Miami-Dade County Public Schools needed a uniform online platform. In the spring, when schools shut down on a day’s notice and quickly pivoted to online learning, teachers were allowed to use whatever platform they felt comfortable using. Parents complained that it was difficult to navigate and communicate across several platforms.

The district said it only had two choices when it came to picking an online platform for the 2020-21 school year. Turned off by the lack of customization offered by Florida Virtual School, school officials granted a $15 million no-bid contract to My School Online.

Education conglomerate K12, a for-profit online learning company that builds software for virtual charter schools, created the platform.

Teachers frustrated with My School Online’s rollout and training circulated articles about how U.S. Secretary of Education Betsy DeVos and her husband were early investors in K12. They also pointed to how former California Attorney General and current Democratic vice-presidential candidate Kamala Harris in 2016 oversaw a $168.5 million settlement with K12 over alleged violations of the state’s laws against false claims, false advertising and unfair competition.

In interviews and statements, district officials said there wasn’t much they could do until the Florida Department of Education approved Miami-Dade’s reopening plan on July 17; they’ve worked with K12 to speed up the rollout timelines.

=======

◆ Set problem 1
Reproduce word for word the rows starting at the line that contains "Regulatory review: the sidewalk" and ending with the last row, both ends included.
The passage on Miami-Dade's online school platform and the rows that come next are from unrelated sources.

=======

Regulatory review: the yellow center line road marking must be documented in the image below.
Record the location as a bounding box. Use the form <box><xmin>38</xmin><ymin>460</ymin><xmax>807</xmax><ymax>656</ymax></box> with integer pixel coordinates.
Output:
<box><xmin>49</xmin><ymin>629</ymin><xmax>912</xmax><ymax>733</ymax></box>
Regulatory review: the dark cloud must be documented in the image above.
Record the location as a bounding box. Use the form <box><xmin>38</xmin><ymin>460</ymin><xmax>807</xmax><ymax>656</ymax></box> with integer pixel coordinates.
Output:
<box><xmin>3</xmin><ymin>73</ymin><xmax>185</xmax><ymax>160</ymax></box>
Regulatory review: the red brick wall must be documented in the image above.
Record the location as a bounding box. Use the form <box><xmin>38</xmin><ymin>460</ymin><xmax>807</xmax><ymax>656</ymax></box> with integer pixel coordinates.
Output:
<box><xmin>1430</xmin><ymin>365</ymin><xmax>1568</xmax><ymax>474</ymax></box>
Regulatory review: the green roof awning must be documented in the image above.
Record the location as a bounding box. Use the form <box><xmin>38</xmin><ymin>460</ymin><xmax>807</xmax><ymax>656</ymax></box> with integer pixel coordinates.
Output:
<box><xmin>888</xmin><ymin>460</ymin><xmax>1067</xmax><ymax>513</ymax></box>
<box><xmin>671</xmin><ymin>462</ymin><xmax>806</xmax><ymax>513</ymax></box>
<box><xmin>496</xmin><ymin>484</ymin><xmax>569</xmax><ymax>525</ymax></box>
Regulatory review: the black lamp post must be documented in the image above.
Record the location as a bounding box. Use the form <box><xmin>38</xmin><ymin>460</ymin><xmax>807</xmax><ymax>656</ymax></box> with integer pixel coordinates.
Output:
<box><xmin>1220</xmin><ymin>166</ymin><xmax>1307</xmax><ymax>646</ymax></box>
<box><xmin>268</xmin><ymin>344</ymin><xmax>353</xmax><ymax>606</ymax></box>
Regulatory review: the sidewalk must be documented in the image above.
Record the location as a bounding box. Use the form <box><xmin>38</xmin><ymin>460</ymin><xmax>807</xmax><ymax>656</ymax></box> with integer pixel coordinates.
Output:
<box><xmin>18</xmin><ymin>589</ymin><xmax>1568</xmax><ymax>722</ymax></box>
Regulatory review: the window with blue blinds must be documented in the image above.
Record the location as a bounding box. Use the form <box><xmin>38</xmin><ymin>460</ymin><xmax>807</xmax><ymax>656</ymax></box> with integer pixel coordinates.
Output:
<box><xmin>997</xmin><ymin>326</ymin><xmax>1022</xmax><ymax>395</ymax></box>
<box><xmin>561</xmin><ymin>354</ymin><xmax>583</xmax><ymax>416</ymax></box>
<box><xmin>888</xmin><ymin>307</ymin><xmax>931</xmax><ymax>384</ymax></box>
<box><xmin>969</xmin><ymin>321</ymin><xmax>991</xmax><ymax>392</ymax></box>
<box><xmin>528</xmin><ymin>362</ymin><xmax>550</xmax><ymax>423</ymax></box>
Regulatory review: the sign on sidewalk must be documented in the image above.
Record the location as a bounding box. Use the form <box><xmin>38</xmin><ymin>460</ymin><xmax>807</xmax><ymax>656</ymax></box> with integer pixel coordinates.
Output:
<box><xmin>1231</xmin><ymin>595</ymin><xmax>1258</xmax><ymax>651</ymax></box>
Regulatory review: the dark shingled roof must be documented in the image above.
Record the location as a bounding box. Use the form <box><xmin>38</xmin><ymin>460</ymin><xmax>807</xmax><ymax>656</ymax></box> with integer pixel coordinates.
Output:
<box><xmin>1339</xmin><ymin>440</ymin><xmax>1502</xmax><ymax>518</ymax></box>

=======

◆ Set problem 2
Please go on with the passage on Miami-Dade's online school platform from where it stops.

◆ Exercise response 1
Regulatory review: the sidewalk must be documented in the image above.
Record the location as a bounding box. Use the form <box><xmin>38</xmin><ymin>460</ymin><xmax>807</xmax><ymax>656</ymax></box> with integer pixel coordinates.
Output:
<box><xmin>18</xmin><ymin>589</ymin><xmax>1568</xmax><ymax>722</ymax></box>
Regulatory review: the window with blue blinds must be documented in the image above.
Record the location as a bounding box. Use the form <box><xmin>38</xmin><ymin>460</ymin><xmax>807</xmax><ymax>656</ymax></box> with integer pixel coordinates.
Output:
<box><xmin>997</xmin><ymin>326</ymin><xmax>1022</xmax><ymax>395</ymax></box>
<box><xmin>561</xmin><ymin>354</ymin><xmax>583</xmax><ymax>416</ymax></box>
<box><xmin>888</xmin><ymin>307</ymin><xmax>931</xmax><ymax>384</ymax></box>
<box><xmin>969</xmin><ymin>321</ymin><xmax>991</xmax><ymax>392</ymax></box>
<box><xmin>528</xmin><ymin>362</ymin><xmax>550</xmax><ymax>423</ymax></box>
Regulatory review: the sign on sidewalk must be documented in the image above.
Record the location as a bounding box. Use the form <box><xmin>38</xmin><ymin>460</ymin><xmax>807</xmax><ymax>656</ymax></box> with integer pixel coordinates.
Output:
<box><xmin>1231</xmin><ymin>595</ymin><xmax>1258</xmax><ymax>651</ymax></box>
Regulatory review: the dark shingled roof must be documented in the image above.
Record the location as a bounding box. Use the form <box><xmin>38</xmin><ymin>460</ymin><xmax>807</xmax><ymax>656</ymax></box> with integer pixel coordinates.
Output:
<box><xmin>1339</xmin><ymin>440</ymin><xmax>1502</xmax><ymax>518</ymax></box>

◆ Exercise response 2
“We listened to the voices of parents and teachers who called for a single learning platform,” school district spokeswoman Jackie Calzadilla said in a statement Sunday night. “In six weeks, we have done what some would say would be impossible to achieve—carrying out a massive operation that would normally take several months to complete. We are getting it done thanks to the Miami-Dade County Public Schools teachers who are going above and beyond to pull off one of the largest and most complex implementations in the country.”

She added: “The tests that we have run ahead of tomorrow are positive; however, at the end of the day, much like the rest of the country, we are at the mercy of technology.”

On Sunday morning, teachers awoke to an email offering $100 to those who set up their online classes by midnight. The incentive came from the Foundation for New Education Initiatives, a nonprofit organization that Miami-Dade Schools Superintendent Alberto Carvalho started when he began as superintendent in 2008. He is the foundation’s chair.

“As a gesture of gratitude for their extraordinary commitment to provide students with an optimal schooling experience from day one, the Foundation for New Education Initiatives, through a K12 donation, is recognizing teachers who schedule their Class Connects by 11:59 p.m. today with a token of appreciation valued at $100,” the email read.

Miami-Dade County School Board Chair Perla Tabares Hantman serves as the foundation’s vice chair, according to its bylaws. Hantman said she did not know about the $100 bonus or the donation from K12.

“Nothing. Absolutely nothing,” Hantman said. “I found out this morning from a tweet and from a text that was sent to [School Board members] from the chief of staff [Jaime Torrens]. That’s the first time I heard about it.”

She says she feels for teachers.

“I just know that they’ve been working very hard,” Hantman said. “They really are. Hopefully, they will be able to have a good day tomorrow. That’s what we all pray for.”

Calzadilla said Carvalho and his staff were heartened by the hard work of teachers and that the incentive was a nice gesture of appreciation.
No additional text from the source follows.